> [ACTIONS TO TAKE]:
1/ List the things that the certification article says an application to become a certified animal behavior consultant requires.
2/ Please set down the part of the certification article that opens with the words containing "Certification is Good for Everyone" and closes with "just anybody with.".

> [DOCUMENT SEGMENT]:
------------

Why Is Certification Important? Dog Training and Animal Behavior Modification

IAABC Certified
Joyce Kesling, Certified Dog & Cat Behavior Specialist Sarasota/Bradenton FL 

Why Is Certification Important?

Submitting an application to become a certified animal behavior consultant can seem like a daunting process. It requires gathering video for case studies, taking a written examination, and asking fellow professionals for references. It also costs money in application fees and membership dues for the organization, not to mention the emotional cost of worrying about not being approved. So why go through the process? In this article, I’ll explain how the benefits far outweigh the costs.

Certification is Good for You

Professional certification is a marker of confidence; specifically, confidence that the work the consultant will do will live up to the standards of the certifying organization. If the public trusts that organization, they will trust the individuals they certify. This transferred credibility means you will be in a better position to effectively communicate the value of your services, and how you differ from the trainers clients may have worked with in big box stores.

Getting certified as a behavior consultant means you can increase your visibility to potential clients. One of the benefits of IAABC certification is that you’re listed in our Behavior Consultant Locator, so people can find you.

Joining IAABC also means you get discounts on continuing education—including to our unique three-month intensive Animal Behavior Consulting: Principles & Practice course—and access to a community of like-minded professionals you can learn from and share with. For example, we have recently announced a mentorship program, which is ideal for early-career behavior consultants. Our mentors have years of experience in their fields and can provide individualized support over video chat and email.

Certification is Good for Everyone

Animal training and behavior modification are largely unregulated professions. Anyone can call themselves an animal behavior consultant or an animal trainer or a behaviorist, and we believe this leads to confusion for the public. IAABC and other professional organizations are trying to raise the standard of excellence, and get that standard recognized by the public so that public expectation can make the market demand a level of expertise. The more animal behavior consultants get certified, thus demonstrating they have the expertise needed to do the job, the more animal behavior consulting will be perceived by the public as professional, highly skilled work, not something you should trust just anybody with.

------------

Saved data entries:
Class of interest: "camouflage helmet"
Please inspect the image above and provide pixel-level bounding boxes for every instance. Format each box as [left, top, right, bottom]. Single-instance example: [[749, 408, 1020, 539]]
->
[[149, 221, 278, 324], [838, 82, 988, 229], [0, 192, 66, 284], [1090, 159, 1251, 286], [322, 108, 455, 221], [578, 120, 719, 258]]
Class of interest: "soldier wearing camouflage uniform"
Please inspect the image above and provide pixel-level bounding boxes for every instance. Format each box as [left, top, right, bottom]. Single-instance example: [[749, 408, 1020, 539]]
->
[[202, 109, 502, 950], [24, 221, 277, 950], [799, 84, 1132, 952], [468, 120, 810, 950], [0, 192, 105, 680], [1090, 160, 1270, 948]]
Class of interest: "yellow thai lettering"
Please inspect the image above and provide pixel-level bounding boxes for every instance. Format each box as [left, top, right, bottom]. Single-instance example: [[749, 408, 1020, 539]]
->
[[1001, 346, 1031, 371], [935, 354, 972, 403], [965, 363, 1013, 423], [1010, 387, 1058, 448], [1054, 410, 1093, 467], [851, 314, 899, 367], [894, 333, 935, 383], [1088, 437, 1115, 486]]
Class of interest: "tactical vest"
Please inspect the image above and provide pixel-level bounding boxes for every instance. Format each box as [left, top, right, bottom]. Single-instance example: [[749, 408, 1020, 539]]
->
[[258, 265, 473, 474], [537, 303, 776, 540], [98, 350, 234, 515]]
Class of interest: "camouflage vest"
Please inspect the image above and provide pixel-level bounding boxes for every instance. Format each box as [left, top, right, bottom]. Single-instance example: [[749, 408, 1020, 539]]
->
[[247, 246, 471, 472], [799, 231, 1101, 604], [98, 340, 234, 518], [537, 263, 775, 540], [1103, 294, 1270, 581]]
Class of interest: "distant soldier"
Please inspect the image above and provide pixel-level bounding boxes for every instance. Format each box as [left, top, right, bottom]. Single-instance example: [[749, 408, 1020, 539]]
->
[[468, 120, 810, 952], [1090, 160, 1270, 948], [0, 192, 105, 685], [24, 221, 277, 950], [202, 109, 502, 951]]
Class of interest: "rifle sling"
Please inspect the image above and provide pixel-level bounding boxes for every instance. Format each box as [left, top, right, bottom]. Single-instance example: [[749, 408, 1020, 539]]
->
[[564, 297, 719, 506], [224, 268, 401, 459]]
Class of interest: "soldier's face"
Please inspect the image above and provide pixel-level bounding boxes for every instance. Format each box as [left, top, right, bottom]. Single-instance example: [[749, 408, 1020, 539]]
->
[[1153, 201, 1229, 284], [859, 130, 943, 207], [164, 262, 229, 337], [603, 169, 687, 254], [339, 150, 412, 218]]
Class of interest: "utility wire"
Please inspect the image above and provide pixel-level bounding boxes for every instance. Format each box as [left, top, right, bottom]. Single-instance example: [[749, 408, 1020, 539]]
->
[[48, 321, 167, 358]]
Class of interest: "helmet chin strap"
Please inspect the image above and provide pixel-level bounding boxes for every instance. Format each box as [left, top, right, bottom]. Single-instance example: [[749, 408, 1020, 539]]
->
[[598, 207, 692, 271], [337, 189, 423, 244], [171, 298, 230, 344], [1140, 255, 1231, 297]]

------------

> [RESPONSES FOR EACH TASK]:
1/
- Gathering video for case studies
- Taking a written examination
- Asking fellow professionals for references

2/
Certification is Good for Everyone

Animal training and behavior modification are largely unregulated professions. Anyone can call themselves an animal behavior consultant or an animal trainer or a behaviorist, and we believe this leads to confusion for the public. IAABC and other professional organizations are trying to raise the standard of excellence, and get that standard recognized by the public so that public expectation can make the market demand a level of expertise. The more animal behavior consultants get certified, thus demonstrating they have the expertise needed to do the job, the more animal behavior consulting will be perceived by the public as professional, highly skilled work, not something you should trust just anybody with.